*To do*:
- a) Answer these questions from the article on Janeane Garofalo, one per line:
(i) What title was Garofalo voted in college?
(ii) For which role did she receive an Emmy nomination?
(iii) At which college was she a freshman in 1982?
- b) Translate this sentence from the article on Janeane Garofalo into Spanish: "Garofalo has been a Murray fan for over a decade."
- c) Using the article on Janeane Garofalo, say whether each statement agrees with it. Answer yes or no, and quote the words that decide it.
(i) The elephant in "Larger Than Life" also appeared in "Operation Dumbo Drop."
(ii) Garofalo first met Bill Murray while making "Larger Than Life."
(iii) Garofalo says she has acted in only one movie.

Monday, October 28, 1996
FILM:
Actress glad to be working with Bill Murray, using
improvisationBy Cecily Feltham
Daily Bruin Contributor
When actress Janeane Garofalo was in college she was voted the
"Funniest Person in Rhode Island." But as popular as she was in
America’s smallest state, the rest of the country hasn’t
necessarily clued in to the comedienne’s talents.
"A lot of people would go, ‘Well, what movies have you been in?’
’cause most people think I’ve been in one movie," says Garofalo,
the queen of comic self-deprecation. "Actually, I’ve been in 12 or
13, but you wouldn’t know that."
Most people do know that she was in "The Truth About Cats and
Dogs," in which she starred as Abby, the quick-witted animal talk
show host thwarted by low self-esteem.
Now Garofalo is on the big screen again, this time with slightly
bigger co-stars. She plays an elephant specialist with Bill Murray
in the upcoming "Larger than Life." For her work on the small
screen, she has recently received an Emmy nomination for Paula, the
cranky, wise-cracking talent booker on HBO’s "The Larry Sanders
Show."
The thing is, she doesn’t even consider herself funny. "No one
would ever describe me as a particularly funny person," she
explains. "The only thing I have going for me, I would have to say,
is that I get it. Like, I see that ‘Spinal Tap’ is funny. I am
attracted to funny people and funny things and repelled by not
funny things, even though I’ve participated in many of them."
Maybe that’s why she was so attracted to the prospect of working
with Bill Murray, a man who unquestionably falls into the
universally funny category and the only reason she agreed to do
"Larger Than Life." Note that this is an elephant movie, starring
the same pachyderm, Tai, who spearheaded the cast of "Operation
Dumbo Drop." Also note that elephant movies wouldn’t normally rank
with "Annie Hall," one of Garofalo’s personal favorites, when it
comes to what’s funny. But acting with Murray was an opportunity
not to be missed for Garofalo, who says that the elephants weren’t
all that much of a deterrent. "What the hell  I was dressed
in khaki," she says with a shrug.
Garofalo has been a Murray fan for over a decade. As a freshman
at Providence College in 1982, she named him the person she most
admired  she filled an entire blue book on the genius of
comedy that was Bill. What she didn’t even imagine at the time was
that she would one day meet him, as she did during her infamous
stint on "Saturday Night Live."
"I saw him by the craft service table. I was dressed as Dorothy
for a horrendously bad Wizard of Oz sketch, and I went and
pretended that I had something to do by the coffee machine,"
recalls Garofalo. "I stood there and stood there and it was like
waiting to get into a jump rope game, like, when do you say hi? And
then I went up and stood extra near him and then conjured up some
question to ask someone near him and said, ‘Hello,’ and shook his
hand."
She’s not sure whether it was that incident that got her the
elephant gig or not. "I think he was impressed when I quit (SNL),
actually, was what it was. He was impressed with the balls it took
to quit the show, and that’s what made him ask me to do this movie.
‘Cause it couldn’t have been my work on the show."

*Dataset excerpts*:
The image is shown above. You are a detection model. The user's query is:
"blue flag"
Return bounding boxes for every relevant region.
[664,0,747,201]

---

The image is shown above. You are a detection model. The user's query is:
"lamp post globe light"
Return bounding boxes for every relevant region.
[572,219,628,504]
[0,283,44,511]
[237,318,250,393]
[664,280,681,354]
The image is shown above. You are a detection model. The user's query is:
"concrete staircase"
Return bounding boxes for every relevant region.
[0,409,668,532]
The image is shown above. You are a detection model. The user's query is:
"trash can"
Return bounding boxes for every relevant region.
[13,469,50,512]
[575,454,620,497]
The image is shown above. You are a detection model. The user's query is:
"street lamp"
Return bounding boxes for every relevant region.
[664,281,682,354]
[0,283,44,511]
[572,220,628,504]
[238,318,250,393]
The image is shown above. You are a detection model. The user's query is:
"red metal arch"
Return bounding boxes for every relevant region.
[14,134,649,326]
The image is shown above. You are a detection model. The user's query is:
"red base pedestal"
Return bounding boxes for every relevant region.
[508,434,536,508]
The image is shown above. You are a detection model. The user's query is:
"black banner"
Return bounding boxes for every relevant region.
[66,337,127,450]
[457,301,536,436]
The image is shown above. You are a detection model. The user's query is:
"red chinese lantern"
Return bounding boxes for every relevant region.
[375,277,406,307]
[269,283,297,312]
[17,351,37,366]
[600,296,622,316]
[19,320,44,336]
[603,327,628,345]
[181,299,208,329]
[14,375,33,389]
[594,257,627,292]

==

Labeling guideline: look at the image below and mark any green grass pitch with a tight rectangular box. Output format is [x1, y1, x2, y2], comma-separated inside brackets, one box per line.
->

*Responses to the exercise*:
- a)
(i) "Funniest Person in Rhode Island"
(ii) Paula, the talent booker on HBO's "The Larry Sanders Show"
(iii) Providence College

- b) Garofalo ha sido fan de Murray durante más de una década.

- c)
(i) Yes: "starring the same pachyderm, Tai, who spearheaded the cast of "Operation Dumbo Drop.""
(ii) No: "she would one day meet him, as she did during her infamous stint on "Saturday Night Live.""
(iii) No: "Actually, I’ve been in 12 or 13, but you wouldn’t know that."